▶ **Provided text**
Good workouts for someone who is disabled but wants to tone up?

Hihi, wanting to engage here and see if anyone had any tips on the best ways for someone like me to exercise and tone up, especially my stomach for... well, confidence, lol. I have an autoimmune disease that generally makes me very fatigued and weak. It attacks my organs and I've gone into multiple organ failure from it once before. I have this massive surgical incision on my abdomen that I really hate the appearance of with the fat on my stomach making the scar cave inward, if you know what I mean? It looks ugly and weird lol. I feel if I toned my stomach up a bit more, it'd maybe look better, at least to me! Can't hurt to try, anyways.

That being said, though, with my fatigue and muscle weakness from having surgery multiple times every year from 2021 to now, I'm stuck on what exercises would both be beneficial to me and not utterly kill me on the disability side of things. I have now gone this whole year without one single surgery, the first time in a while, and hopefully this doesn't jinx my *kitten*. But since I'm finally at a point where I think it'll be okay to workout, I want to try to! I just really don't know where to start in terms of not destroying myself.

Notes:

• The only exercise equipment I have is my own body and a treadmill. If it's something my apartment's fitness center might have, though, then definitely suggest away! I'm cool to have to borrow their stuff haha.

• Not sure if it shows gender and age on my profile on here, but if it helps at all, I'm twenty-three and a man.

▶ **Supplied data**
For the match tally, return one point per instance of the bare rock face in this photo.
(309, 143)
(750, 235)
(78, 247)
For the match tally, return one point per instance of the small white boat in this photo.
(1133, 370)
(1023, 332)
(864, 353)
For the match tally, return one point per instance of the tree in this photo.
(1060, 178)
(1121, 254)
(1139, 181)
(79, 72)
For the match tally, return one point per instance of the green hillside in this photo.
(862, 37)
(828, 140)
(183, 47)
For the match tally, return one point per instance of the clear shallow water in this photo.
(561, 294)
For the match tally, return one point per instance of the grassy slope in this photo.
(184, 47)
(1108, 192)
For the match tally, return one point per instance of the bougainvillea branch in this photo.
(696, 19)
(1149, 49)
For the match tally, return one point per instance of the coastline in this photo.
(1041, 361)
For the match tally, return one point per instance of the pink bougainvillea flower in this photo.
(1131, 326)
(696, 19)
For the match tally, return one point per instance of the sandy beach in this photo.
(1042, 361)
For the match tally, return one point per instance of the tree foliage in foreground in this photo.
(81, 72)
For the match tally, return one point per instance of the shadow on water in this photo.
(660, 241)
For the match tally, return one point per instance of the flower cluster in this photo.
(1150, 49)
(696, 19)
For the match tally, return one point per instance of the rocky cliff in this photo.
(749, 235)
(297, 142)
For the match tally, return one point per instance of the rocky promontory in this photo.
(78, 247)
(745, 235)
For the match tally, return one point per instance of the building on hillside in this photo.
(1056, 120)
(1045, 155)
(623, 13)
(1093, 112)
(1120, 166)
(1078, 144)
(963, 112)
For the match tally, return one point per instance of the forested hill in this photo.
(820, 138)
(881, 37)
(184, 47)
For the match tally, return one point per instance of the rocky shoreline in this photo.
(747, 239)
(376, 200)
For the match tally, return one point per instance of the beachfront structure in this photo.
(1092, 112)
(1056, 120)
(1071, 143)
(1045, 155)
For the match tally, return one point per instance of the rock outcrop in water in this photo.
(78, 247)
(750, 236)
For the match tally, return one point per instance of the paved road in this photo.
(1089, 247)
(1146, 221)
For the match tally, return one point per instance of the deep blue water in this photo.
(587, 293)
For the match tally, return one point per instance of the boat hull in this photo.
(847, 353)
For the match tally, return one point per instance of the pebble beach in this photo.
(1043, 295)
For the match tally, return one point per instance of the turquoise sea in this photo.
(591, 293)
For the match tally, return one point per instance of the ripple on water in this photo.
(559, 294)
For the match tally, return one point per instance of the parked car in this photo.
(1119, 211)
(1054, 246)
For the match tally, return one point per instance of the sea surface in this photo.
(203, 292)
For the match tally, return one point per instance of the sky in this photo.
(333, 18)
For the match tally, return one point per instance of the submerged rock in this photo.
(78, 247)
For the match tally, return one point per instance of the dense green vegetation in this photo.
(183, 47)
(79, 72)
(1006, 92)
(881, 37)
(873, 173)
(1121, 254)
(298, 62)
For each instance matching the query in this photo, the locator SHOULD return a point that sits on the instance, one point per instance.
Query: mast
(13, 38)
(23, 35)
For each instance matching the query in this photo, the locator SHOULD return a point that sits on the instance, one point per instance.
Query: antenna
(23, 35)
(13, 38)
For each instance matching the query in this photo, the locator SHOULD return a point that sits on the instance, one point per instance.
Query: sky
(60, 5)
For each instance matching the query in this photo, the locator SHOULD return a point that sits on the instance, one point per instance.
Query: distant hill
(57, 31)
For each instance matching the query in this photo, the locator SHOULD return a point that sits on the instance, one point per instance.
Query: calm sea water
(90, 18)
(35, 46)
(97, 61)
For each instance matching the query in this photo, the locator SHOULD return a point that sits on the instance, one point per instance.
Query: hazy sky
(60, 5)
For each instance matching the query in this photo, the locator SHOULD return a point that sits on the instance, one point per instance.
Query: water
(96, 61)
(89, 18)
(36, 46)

▶ **Required action A**
From the workout post, print the text from "Hihi, wanting to" to "to try, anyways.".
▶ **Required action B**
Translate this sentence from the workout post into Spanish: "The only exercise equipment I have is my own body and a treadmill."

▶ **Answer box A**
Hihi, wanting to engage here and see if anyone had any tips on the best ways for someone like me to exercise and tone up, especially my stomach for... well, confidence, lol. I have an autoimmune disease that generally makes me very fatigued and weak. It attacks my organs and I've gone into multiple organ failure from it once before. I have this massive surgical incision on my abdomen that I really hate the appearance of with the fat on my stomach making the scar cave inward, if you know what I mean? It looks ugly and weird lol. I feel if I toned my stomach up a bit more, it'd maybe look better, at least to me! Can't hurt to try, anyways.

▶ **Answer box B**
El único equipo de ejercicio que tengo es mi propio cuerpo y una cinta de correr.